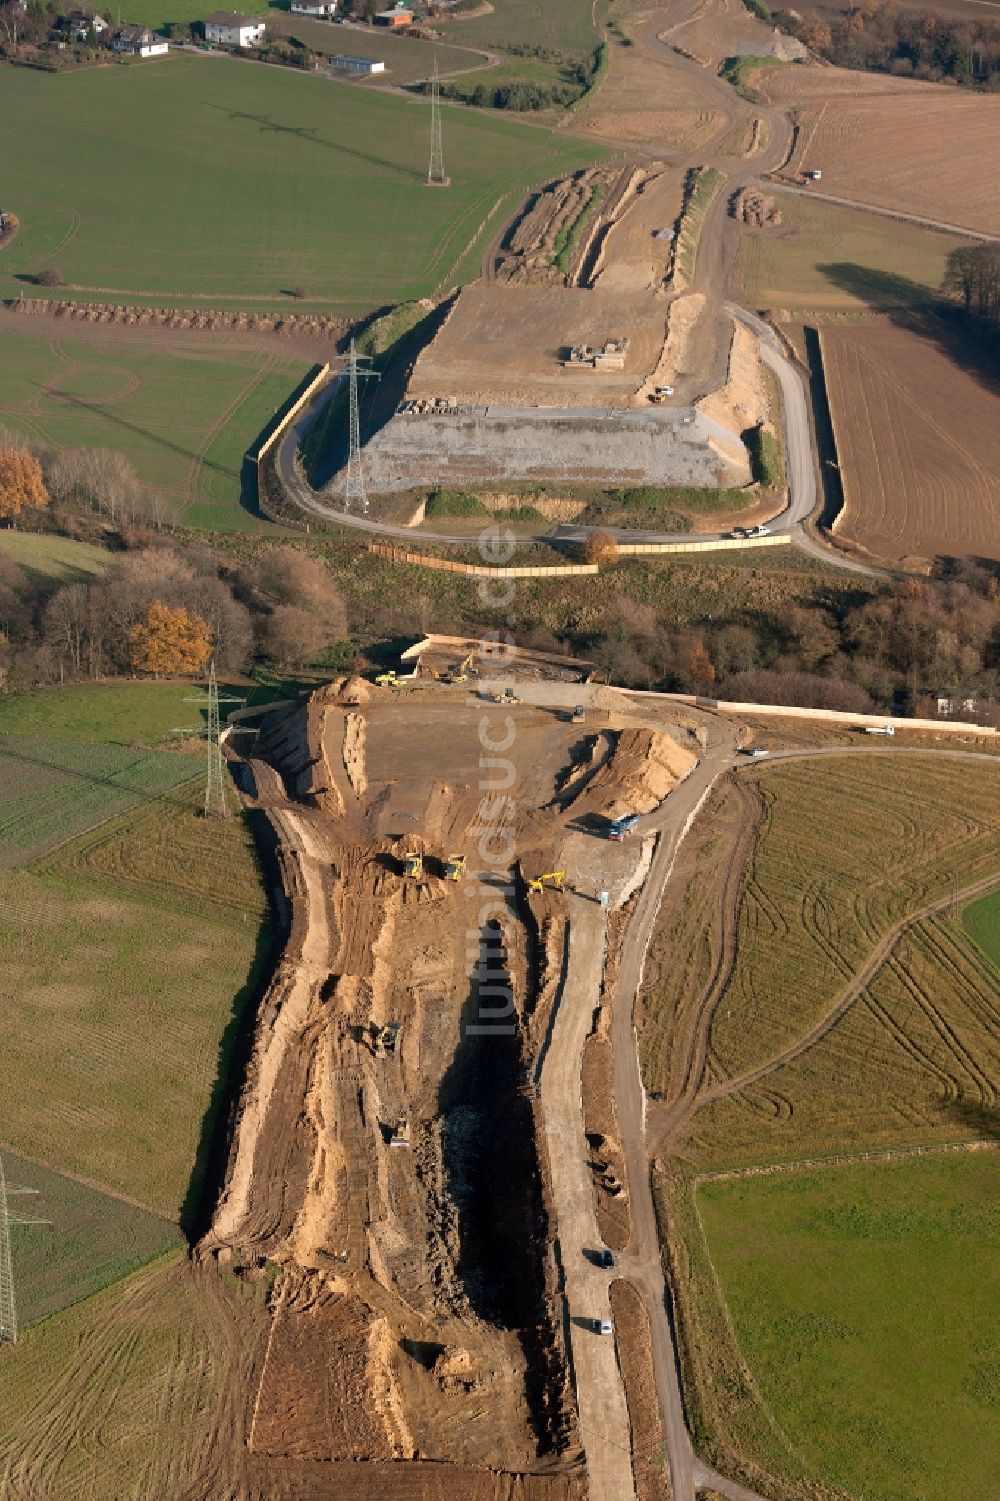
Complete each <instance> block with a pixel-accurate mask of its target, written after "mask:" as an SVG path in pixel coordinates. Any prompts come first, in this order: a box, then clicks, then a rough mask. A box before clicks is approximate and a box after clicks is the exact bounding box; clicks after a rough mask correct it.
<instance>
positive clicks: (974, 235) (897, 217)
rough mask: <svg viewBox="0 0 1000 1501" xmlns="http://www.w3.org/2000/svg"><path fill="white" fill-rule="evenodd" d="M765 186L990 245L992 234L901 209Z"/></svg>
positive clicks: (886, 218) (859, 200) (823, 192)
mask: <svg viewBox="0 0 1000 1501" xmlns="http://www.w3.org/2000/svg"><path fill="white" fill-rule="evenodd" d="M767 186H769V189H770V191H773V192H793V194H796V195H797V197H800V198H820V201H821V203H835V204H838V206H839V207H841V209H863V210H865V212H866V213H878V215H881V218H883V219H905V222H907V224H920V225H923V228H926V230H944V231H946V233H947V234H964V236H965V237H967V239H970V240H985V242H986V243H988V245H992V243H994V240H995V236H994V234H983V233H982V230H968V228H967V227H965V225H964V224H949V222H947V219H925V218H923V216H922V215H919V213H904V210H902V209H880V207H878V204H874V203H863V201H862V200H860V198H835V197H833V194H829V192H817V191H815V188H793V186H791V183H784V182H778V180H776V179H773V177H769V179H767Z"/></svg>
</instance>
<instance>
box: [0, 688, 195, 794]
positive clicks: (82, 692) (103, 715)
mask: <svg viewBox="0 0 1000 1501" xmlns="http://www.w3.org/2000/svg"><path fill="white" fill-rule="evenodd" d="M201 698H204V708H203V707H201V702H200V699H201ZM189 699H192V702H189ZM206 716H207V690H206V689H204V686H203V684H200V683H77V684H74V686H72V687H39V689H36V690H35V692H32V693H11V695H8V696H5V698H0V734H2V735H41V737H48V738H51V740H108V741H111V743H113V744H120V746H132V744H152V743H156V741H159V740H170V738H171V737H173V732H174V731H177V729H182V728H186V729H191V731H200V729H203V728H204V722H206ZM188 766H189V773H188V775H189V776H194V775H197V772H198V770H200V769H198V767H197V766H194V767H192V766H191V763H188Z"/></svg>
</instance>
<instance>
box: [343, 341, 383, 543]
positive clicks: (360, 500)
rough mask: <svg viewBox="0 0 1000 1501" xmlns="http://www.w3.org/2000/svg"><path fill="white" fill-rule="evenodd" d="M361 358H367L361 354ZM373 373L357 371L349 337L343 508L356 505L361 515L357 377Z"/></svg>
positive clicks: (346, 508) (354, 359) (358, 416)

+ + +

* [YOUR OBJECTIVE]
Repeat exactly the lines of the material from the one with "box: [343, 341, 383, 543]" through the end, both the first and the last included.

* [ANSWER SECTION]
box: [343, 341, 383, 543]
positive clicks: (360, 500)
rough mask: <svg viewBox="0 0 1000 1501" xmlns="http://www.w3.org/2000/svg"><path fill="white" fill-rule="evenodd" d="M361 358H367L361 354ZM373 373L357 371L349 337L343 508L356 505L361 515L357 377Z"/></svg>
positive clicks: (346, 508) (354, 359) (358, 416)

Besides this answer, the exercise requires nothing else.